◆ **Stored data entries**:
== == ==

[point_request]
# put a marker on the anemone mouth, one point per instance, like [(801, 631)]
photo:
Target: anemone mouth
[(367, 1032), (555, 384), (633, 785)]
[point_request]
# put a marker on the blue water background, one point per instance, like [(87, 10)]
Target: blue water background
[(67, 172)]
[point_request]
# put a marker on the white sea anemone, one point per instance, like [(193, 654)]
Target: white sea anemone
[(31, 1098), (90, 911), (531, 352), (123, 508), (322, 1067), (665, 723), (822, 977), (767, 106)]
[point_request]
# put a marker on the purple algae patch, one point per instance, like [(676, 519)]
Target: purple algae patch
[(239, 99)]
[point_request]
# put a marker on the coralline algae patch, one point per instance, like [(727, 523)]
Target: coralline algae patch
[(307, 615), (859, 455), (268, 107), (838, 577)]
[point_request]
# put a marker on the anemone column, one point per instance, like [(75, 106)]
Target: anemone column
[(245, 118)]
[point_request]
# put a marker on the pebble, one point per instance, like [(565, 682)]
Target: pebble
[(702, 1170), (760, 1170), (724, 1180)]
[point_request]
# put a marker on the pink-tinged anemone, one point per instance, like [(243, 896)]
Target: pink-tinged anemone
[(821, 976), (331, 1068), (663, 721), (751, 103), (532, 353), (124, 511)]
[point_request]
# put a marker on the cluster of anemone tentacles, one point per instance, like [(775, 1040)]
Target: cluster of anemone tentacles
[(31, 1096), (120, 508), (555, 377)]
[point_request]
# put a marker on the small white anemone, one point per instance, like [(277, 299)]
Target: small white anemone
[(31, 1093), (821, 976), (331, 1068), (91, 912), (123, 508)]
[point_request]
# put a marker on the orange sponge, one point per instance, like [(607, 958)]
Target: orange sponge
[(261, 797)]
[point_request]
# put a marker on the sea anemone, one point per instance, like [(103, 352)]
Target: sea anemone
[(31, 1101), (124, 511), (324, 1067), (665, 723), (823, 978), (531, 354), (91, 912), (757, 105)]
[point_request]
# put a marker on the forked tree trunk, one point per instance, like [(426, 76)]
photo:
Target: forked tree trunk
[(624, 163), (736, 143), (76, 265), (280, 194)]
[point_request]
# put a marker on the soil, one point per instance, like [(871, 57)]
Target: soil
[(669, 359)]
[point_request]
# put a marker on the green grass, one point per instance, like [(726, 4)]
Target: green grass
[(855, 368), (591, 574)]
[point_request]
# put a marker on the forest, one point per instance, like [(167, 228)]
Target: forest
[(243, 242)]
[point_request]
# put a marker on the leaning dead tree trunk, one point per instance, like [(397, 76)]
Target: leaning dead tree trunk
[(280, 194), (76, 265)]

== == ==

◆ **Required work**: Your task is to give back every record exactly.

◆ **Reply**:
[point_request]
# put a marker on the anemone mouth, one point per instance, like [(801, 631)]
photo:
Target: anemone mouth
[(367, 1032), (555, 384), (633, 785)]
[point_request]
# put a marker on the blue water background, one point per instance, like [(87, 10)]
Target: blue water background
[(67, 172)]
[point_request]
# put a marker on the white sea anemone, one point per instance, like [(193, 654)]
Target: white sea anemone
[(31, 1098), (90, 911), (531, 352), (123, 508), (322, 1067), (665, 723), (822, 977), (767, 106)]
[point_request]
# put a marker on the purple algae patch, one point per instance, like [(676, 519)]
Target: purple algae patch
[(239, 99)]
[point_request]
# put a marker on the coralline algae patch, one point per instance, like [(727, 523)]
Target: coralline algae patch
[(307, 615), (859, 455), (268, 107), (838, 577)]
[point_request]
# put a marker on the anemone column, one point per instance, like [(75, 106)]
Target: anemone column
[(245, 118)]
[point_request]
# put a marker on the pebble, one point per instance, like [(565, 682)]
Target: pebble
[(702, 1170), (760, 1170), (724, 1180)]
[point_request]
# put a marker on the pink-tinged anemone, one point per instance, like [(243, 896)]
Target: pink-tinged anemone
[(821, 976), (331, 1068), (663, 721), (751, 103), (532, 353), (124, 511)]
[point_request]
# put a marker on the cluster of anemone tentacles, one point per instance, like [(775, 1040)]
Target: cluster of anemone tentacles
[(31, 1096), (120, 508), (555, 377)]
[point_request]
# put a marker on the small white anemone, one point per instance, like [(277, 299)]
Target: small white anemone
[(31, 1093), (821, 976), (331, 1068), (91, 912), (123, 508)]
[point_request]
# put a marker on the orange sponge, one point per instance, like [(607, 958)]
Target: orange sponge
[(261, 797)]
[point_request]
# put a marker on the sea anemone, one point per instance, like [(103, 352)]
Target: sea anemone
[(31, 1101), (124, 511), (324, 1067), (665, 723), (823, 978), (531, 354), (91, 912), (757, 105)]
[point_request]
# put a marker on the forked tree trunk, one point per instance, like [(426, 76)]
photo:
Target: forked tree trunk
[(624, 163), (736, 143), (76, 265), (280, 194)]
[point_request]
# put a marker on the soil, one point per instance, like [(871, 57)]
Target: soil
[(669, 359)]
[point_request]
# put a marker on the green grass, one point per instance, like [(726, 4)]
Target: green grass
[(855, 368), (591, 574)]
[point_request]
# put a marker on the forest, one point per instance, like [(167, 228)]
Target: forest
[(243, 242)]
[point_request]
# put a marker on the leaning dead tree trunk, one point per instance, like [(397, 76)]
Target: leaning dead tree trunk
[(280, 194), (76, 265)]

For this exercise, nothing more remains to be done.